Mr. Evans, age 60, has served as Executive Vice President and Chief Human Resources Officer for Univar, Inc., a global distributor of commodity and specialty chemistry since January 2010. Prior to joining Univar, Mr. Evans served as Executive Vice President and Chief Personnel Officer at Allied Waste Industries, Inc., a waste and recycling management company, and its successor by merger Republic Services, Inc., from September 2005 until February 2009.
Appointment of Lead Independent Director
On November 8, 2012, the Board established the role of Lead Independent Director and appointed John Gavin to fill the position, effective immediately. Mr. Gavin has been a director of the Company since 2007.
Amendment and Restatement of Deferred Compensation Plan
On December 5, 2012, the Board also approved an amendment and restatement of the
DFC Global Corp. Deferred Compensation Plan (the "Deferred Compensation Plan")

§ Set exercise 1
Rewrite the stretch of the board announcement from "Appointment of Lead" through "Company since 2007.", changing "Lead Independent Director" to "Presiding Director".
The board announcement and the records have no connection to each other.

§ Input material
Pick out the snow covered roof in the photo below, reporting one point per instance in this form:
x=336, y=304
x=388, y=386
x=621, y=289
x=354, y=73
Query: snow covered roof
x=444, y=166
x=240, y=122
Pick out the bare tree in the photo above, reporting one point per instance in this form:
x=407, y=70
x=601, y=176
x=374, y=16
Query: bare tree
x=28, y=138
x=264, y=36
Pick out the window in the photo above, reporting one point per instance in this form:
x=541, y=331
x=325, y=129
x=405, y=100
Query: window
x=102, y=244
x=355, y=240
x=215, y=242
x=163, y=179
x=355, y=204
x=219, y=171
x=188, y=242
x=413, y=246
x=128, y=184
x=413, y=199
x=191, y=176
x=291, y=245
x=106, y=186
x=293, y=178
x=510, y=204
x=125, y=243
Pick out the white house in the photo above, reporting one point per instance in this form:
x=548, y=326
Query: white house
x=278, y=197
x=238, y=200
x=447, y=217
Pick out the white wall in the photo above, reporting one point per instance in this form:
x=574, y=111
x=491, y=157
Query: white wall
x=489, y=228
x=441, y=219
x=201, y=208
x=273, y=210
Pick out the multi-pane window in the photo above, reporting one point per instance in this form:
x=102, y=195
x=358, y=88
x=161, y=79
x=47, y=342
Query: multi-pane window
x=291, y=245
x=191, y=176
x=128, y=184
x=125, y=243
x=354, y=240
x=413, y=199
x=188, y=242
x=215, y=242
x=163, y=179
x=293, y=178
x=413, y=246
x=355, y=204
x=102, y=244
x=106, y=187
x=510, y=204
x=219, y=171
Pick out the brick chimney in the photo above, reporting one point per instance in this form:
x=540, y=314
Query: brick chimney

...

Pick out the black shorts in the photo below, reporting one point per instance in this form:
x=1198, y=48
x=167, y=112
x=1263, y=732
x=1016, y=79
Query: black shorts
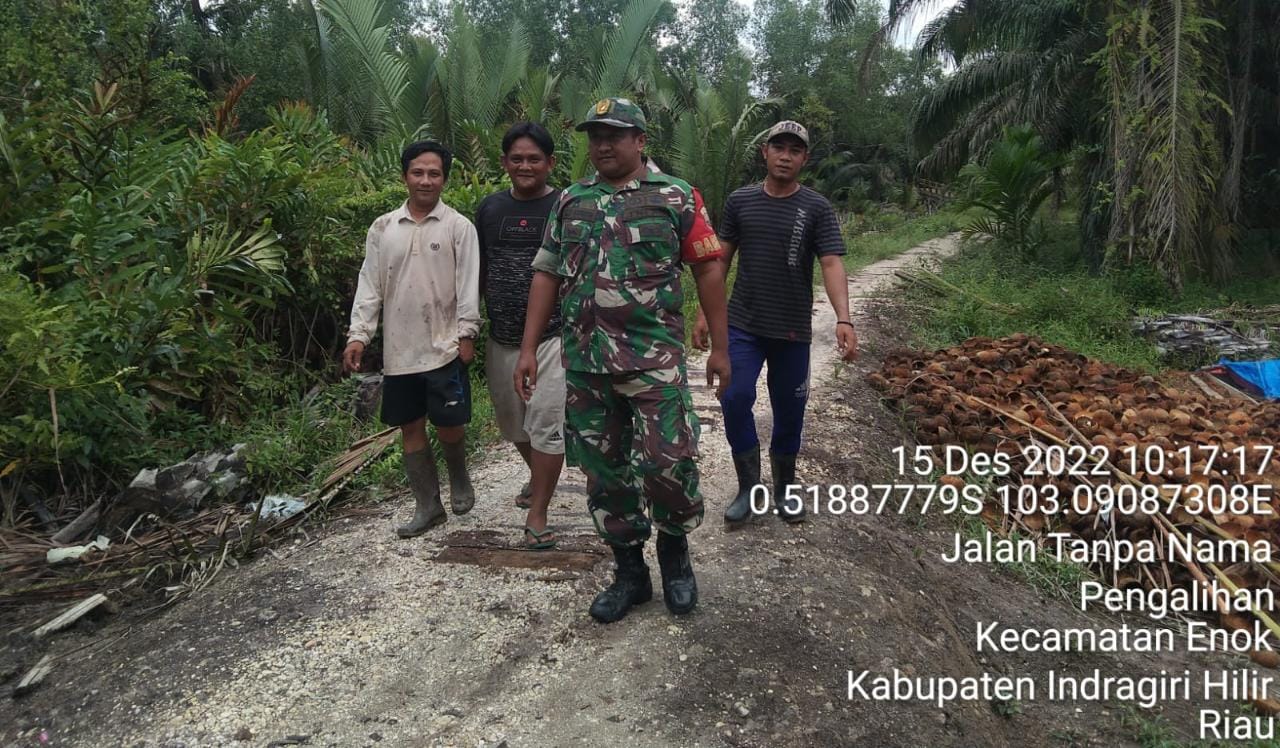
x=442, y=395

§ Set exercise 2
Print the stretch of the records from the line containing "Pick out the black" through the line containing "x=442, y=395", reproducing those lines precisely and omitting the pictures.

§ Correct answer 1
Appointment of Presiding Director
On November 8, 2012, the Board established the role of Presiding Director and appointed John Gavin to fill the position, effective immediately. Mr. Gavin has been a director of the Company since 2007.

§ Correct answer 2
Pick out the black shorts in the photo below, reporting one point per instance in this form:
x=1198, y=48
x=167, y=112
x=1263, y=732
x=1016, y=79
Query: black shorts
x=442, y=395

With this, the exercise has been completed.